# [Objetivos]
1. Segundo o acórdão, a que pena foi condenado o arguido pelo crime de desobediência?
2. Mostre, por favor, todas as linhas da listagem que contêm a palavra "white".

Acórdão nº 236/19.0T9SSB.E1 de Tribunal da Relação de Évora, 26 de Outubro de 2021

Magistrado ResponsávelNUNO GARCIA
Data da Resolução26 de Outubro de 2021
EmissorTribunal da Relação de Évora

ACORDAM OS JUÍZES QUE INTEGRAM A SECÇÃO CRIMINAL DO TRIBUNAL DA RELAÇÃO DE ÉVORA RELATÓRIO No âmbito do processo 236/19.0T9SSB foi o arguido MAMS condenado pela prática de um crime de desobediência, previsto e punido pelo artigo 348º, nº 1, alínea b) do Código Penal, na pena de 50 (cinquenta) dias de multa, à taxa diária de € 5,00 (cinco euros), o que perfaz a quantia global de € 250,00 (duzentos e cinquenta euros); Inconformado com tal condenação, o arguido recorreu e terminou a sua motivação de recurso com as seguintes conclusões: 1 - No processo a que respeita a imputada prática do crime de desobediência (Proc.º 14/16.9 MASTB) foi proferido recurso de apelação dessa mesma sentença de 02.05.2019, em 05.06.2019

2 – Recurso que correu termos na Secção Criminal – 2ª Subsecção desse douto Tribunal da Relação de Évora sob o nº 14/16.9MASTB.E1, e que foi decidido e julgado procedente por decisão sumária proferida em 21.01.2020 e transitada em julgado em 06.02.2020

3 - Em que foi decido sumariamente, o seguinte: “Face ao exposto, decide-se julgar o recurso procedente quanto à única questão analisada e, em consequência, declara-se a ocorrência de nulidade a partir da 2ª sessão de julgamento de 27/4/19 (inclusive), sendo inválidos todos os actos a partir desse momento (inclusive), designadamente a sentença proferida, devendo o julgamento ser retomado nesse momento.” Negrito, Sublinhado e Itálico nossos

4 – Facto que o tribunal “a quo” ignorou por completo no julgamento da causa nos presentes autos, porquanto, encontra-se junto aos autos o CRC actualizado do arguido CRC, sem qualquer averbamento de condenações, encontrando-se ainda pendente o processo 14/16.9 MASTB

5 - Pelo que o douto Tribunal “a quo” deveria ter-se pronunciado sobre a legitimidade material de uma ordem que carece de legitimidade material face aos efeitos “ex tunc” da declaração de nulidade insanável dos referidos actos

6 - E fazem com que a matéria de facto julgada provada seja insuficiente para a decisão vertida na sentença recorrida e sustentada em factos que foram declarados nulos, inválidos e insanáveis

7 - Pelo que o arguido nunca poderia ter sido julgado e condenado pela prática do crime de desobediência, porquanto, são nulos, inválidos e insanáveis os actos que deram origem à ordem incumprida, sob pena de violação no disposto nos artigos 122º, nº 1 e 119º, alínea e) do CPP

8 - No crime de desobediência, tal como nos demais crimes contra a autoridade pública, o bem jurídico protegido é a autonomia intencional do Estado, "de uma forma particular, a não colocação de entraves à actividade administrativa por parte dos destinatários dos seus actos" (Vide a este respeito MONTEIRO, Cristina Líbano; - Comentário Conimbricense do Código Penal, Tomo III, Coimbra Editora, 2001, pág. 350, e no mesmo sentido Acórdão da Relação do Porto de 20 de Maio de 1987, CJ, XII, tomo III, pág. 225)

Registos
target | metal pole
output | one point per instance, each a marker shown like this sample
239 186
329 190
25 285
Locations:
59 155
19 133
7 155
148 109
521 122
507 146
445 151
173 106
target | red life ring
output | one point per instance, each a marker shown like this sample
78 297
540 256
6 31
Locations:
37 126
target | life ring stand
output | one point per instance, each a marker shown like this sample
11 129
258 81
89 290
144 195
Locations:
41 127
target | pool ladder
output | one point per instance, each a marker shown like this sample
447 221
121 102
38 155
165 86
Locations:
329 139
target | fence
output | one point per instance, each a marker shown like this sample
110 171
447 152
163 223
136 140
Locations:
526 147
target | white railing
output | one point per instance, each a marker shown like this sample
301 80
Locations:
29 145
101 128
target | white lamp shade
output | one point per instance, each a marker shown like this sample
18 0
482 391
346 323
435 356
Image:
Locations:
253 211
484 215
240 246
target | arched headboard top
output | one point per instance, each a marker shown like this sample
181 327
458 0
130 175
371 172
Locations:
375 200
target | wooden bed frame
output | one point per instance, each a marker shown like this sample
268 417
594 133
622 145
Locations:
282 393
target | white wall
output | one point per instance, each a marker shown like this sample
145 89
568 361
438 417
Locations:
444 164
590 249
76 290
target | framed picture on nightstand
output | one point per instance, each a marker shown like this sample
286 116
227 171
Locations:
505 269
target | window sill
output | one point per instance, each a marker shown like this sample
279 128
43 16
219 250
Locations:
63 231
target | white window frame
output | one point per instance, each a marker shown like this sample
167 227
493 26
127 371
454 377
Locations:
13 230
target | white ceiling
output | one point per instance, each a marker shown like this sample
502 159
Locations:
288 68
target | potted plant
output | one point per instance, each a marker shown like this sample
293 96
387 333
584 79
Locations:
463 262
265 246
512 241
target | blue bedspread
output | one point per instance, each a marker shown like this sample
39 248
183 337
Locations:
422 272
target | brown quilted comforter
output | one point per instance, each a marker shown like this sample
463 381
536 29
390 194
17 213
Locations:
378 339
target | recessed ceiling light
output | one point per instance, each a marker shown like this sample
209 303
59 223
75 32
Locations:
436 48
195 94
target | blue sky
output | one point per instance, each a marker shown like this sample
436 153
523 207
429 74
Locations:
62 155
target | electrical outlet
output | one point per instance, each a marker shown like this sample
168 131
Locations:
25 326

# [Tarefas resolvidas]
1. A 50 dias de multa, à taxa diária de € 5,00, num total de € 250,00.

2.
target | white railing
target | white lamp shade
target | white wall
target | white window frame
target | white ceiling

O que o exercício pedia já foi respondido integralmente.